- _Exercise A_
In the excerpt on the CMS Design System, how many design systems are there currently?
- _Exercise B_
According to the excerpt on the CMS Design System, why is it hard for product teams to find out where to propose something new, ask questions, or find documentation? Explain in one to three sentences.
- _Exercise C_
Repeat the part of the CMS Design System excerpt starting with "Our future vision is" and going on through "the same location.".

- _Excerpt to read_
┌────────
Our current contribution model is complicated and confusing because we’ve got multiple processes and places for contribution. This leads to a lack of contribution from teams. For example product teams might ask “Where do I go to propose something new?”, ”Where do I ask questions?”, “Where do I go to find documentation?”. Unfortunately for each of these questions, the answer currently isn’t straightforward because we’ve got 3 design systems which all have a slightly different process.

We’ve used these pain points to help define what needs to change to help product teams use and interact with the CMS Design System effectively, and we’ve got a future vision that we are working towards throughout 2022 and beyond. 

Our future vision, a unified CMS Design System

Our future vision is to unify the entire design system by doing away with the concept of child design systems altogether and creating one themable design system that can support branding, theming and custom guidance. 

Who knows? we could even give this new unified system a new name like Lyndon Design System (a nod to President Lyndon B. Johnson who signed into law legislation that established the Medicare and Medicaid programs).

This vision comes from our hypothesis that:
Healthcare, Medicare, and CMS products are more similar than they are different.

A unified design system would offer documentation on guidance, accessibility, and usability in one place both from the highest CMS level perspective while also providing space for brand specific guidance for Medicare, Healthcare or CMS in the same location.
└────────
- _Source material_
┌────────
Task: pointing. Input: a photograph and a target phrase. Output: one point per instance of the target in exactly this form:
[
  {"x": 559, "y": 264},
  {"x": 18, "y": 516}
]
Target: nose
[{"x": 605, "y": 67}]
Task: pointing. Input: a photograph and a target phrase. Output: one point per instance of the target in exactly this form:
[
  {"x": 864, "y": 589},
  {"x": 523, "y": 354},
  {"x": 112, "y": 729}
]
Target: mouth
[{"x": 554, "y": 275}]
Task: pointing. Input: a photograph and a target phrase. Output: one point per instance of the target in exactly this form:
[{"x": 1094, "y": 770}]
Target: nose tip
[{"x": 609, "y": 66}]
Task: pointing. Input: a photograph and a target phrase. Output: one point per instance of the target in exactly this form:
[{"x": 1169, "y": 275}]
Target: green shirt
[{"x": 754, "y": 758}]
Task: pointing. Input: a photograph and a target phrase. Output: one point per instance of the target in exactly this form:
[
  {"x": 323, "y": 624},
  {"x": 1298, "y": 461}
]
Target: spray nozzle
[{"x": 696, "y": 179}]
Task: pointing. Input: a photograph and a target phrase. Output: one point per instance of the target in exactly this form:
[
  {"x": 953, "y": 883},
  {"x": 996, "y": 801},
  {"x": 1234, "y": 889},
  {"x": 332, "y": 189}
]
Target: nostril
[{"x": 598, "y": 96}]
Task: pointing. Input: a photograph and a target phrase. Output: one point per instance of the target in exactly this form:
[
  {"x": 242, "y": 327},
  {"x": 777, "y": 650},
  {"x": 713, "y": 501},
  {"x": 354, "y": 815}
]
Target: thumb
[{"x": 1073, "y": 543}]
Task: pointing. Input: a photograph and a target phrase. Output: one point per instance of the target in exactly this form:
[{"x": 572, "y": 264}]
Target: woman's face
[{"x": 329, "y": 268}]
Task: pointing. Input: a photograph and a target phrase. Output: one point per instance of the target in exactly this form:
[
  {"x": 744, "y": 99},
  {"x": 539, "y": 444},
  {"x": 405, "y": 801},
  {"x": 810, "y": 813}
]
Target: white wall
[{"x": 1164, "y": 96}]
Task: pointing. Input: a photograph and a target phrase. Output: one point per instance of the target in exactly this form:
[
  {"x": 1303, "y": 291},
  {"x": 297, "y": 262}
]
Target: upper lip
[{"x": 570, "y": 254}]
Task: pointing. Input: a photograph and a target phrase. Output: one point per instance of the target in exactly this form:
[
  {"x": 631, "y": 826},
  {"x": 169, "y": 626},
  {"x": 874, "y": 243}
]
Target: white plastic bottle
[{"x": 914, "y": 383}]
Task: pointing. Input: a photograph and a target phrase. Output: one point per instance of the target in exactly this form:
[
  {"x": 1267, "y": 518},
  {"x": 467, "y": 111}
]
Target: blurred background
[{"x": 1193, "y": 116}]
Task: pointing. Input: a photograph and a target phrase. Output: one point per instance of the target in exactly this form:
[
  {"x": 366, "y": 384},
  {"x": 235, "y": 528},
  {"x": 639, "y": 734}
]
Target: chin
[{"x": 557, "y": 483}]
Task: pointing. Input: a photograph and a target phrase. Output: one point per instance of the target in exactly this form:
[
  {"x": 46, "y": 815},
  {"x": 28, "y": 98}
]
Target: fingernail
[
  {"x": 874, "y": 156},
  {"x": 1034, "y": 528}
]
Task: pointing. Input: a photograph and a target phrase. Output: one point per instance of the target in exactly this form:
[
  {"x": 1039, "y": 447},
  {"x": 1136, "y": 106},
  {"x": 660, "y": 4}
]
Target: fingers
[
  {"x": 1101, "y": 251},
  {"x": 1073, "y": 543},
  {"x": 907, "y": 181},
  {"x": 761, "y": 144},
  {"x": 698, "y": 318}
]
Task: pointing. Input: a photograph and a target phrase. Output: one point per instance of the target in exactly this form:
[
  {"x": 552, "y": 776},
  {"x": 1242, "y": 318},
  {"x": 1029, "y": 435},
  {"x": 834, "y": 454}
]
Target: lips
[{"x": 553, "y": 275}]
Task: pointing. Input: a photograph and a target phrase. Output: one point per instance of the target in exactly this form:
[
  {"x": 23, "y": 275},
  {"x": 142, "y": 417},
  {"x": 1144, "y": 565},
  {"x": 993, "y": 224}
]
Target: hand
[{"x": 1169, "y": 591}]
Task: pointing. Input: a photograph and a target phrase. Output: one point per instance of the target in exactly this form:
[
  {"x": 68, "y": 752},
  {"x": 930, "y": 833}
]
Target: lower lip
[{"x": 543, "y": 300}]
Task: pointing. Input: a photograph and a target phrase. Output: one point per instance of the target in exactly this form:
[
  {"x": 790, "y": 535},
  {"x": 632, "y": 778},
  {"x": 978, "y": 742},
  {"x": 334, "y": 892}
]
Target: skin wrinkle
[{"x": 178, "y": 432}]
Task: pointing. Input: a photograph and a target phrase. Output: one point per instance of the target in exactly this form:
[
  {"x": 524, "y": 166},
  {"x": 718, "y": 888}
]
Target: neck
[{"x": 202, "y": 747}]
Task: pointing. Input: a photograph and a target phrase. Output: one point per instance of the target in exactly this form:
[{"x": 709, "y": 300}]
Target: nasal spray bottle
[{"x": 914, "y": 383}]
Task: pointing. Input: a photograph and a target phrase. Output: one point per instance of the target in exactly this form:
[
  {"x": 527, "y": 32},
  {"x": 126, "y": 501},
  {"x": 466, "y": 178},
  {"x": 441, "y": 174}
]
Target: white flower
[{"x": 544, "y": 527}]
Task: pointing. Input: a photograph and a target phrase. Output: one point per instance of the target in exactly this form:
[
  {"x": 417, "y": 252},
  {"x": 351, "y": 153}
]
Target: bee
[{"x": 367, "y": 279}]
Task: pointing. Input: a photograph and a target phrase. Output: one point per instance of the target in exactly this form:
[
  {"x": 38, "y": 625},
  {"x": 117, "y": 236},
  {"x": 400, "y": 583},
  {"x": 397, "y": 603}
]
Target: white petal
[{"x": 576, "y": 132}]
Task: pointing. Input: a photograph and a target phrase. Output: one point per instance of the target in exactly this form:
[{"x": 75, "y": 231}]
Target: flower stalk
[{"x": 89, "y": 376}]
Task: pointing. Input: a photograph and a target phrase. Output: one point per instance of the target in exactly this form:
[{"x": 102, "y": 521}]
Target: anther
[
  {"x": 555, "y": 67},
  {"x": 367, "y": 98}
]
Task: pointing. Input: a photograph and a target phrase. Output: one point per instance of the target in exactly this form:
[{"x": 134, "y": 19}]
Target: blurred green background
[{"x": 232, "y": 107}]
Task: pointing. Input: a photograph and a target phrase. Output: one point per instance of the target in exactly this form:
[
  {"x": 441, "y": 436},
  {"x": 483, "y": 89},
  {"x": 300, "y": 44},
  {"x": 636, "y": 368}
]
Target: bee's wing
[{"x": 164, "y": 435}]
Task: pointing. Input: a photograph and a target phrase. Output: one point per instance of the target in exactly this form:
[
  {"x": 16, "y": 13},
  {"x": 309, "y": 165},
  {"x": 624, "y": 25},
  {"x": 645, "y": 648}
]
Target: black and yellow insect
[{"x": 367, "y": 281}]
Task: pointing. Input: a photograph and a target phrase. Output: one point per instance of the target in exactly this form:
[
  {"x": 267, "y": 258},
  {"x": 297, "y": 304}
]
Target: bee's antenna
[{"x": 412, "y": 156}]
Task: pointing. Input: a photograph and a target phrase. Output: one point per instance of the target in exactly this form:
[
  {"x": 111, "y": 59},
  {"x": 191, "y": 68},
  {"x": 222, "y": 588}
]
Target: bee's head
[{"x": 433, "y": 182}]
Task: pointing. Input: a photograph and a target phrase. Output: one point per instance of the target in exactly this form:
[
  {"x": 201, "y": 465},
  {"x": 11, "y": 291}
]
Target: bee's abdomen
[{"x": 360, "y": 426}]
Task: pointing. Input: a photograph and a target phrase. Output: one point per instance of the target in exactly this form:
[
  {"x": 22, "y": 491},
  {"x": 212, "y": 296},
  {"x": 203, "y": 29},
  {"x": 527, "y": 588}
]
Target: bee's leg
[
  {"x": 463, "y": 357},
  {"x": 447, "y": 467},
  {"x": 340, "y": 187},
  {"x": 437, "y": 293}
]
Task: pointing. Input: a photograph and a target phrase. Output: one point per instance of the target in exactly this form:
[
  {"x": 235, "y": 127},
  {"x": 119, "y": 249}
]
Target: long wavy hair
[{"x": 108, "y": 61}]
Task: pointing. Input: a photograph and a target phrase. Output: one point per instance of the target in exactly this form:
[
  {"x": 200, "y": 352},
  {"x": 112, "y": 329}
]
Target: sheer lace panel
└────────
- _Written answer A_
There are currently three design systems, each with a slightly different process.

- _Written answer B_
The answers aren't straightforward because there are three design systems, and each has a slightly different process for contribution. These multiple processes and places make the contribution model complicated and confusing.

- _Written answer C_
Our future vision is to unify the entire design system by doing away with the concept of child design systems altogether and creating one themable design system that can support branding, theming and custom guidance. 

Who knows? we could even give this new unified system a new name like Lyndon Design System (a nod to President Lyndon B. Johnson who signed into law legislation that established the Medicare and Medicaid programs).

This vision comes from our hypothesis that:
Healthcare, Medicare, and CMS products are more similar than they are different.

A unified design system would offer documentation on guidance, accessibility, and usability in one place both from the highest CMS level perspective while also providing space for brand specific guidance for Medicare, Healthcare or CMS in the same location.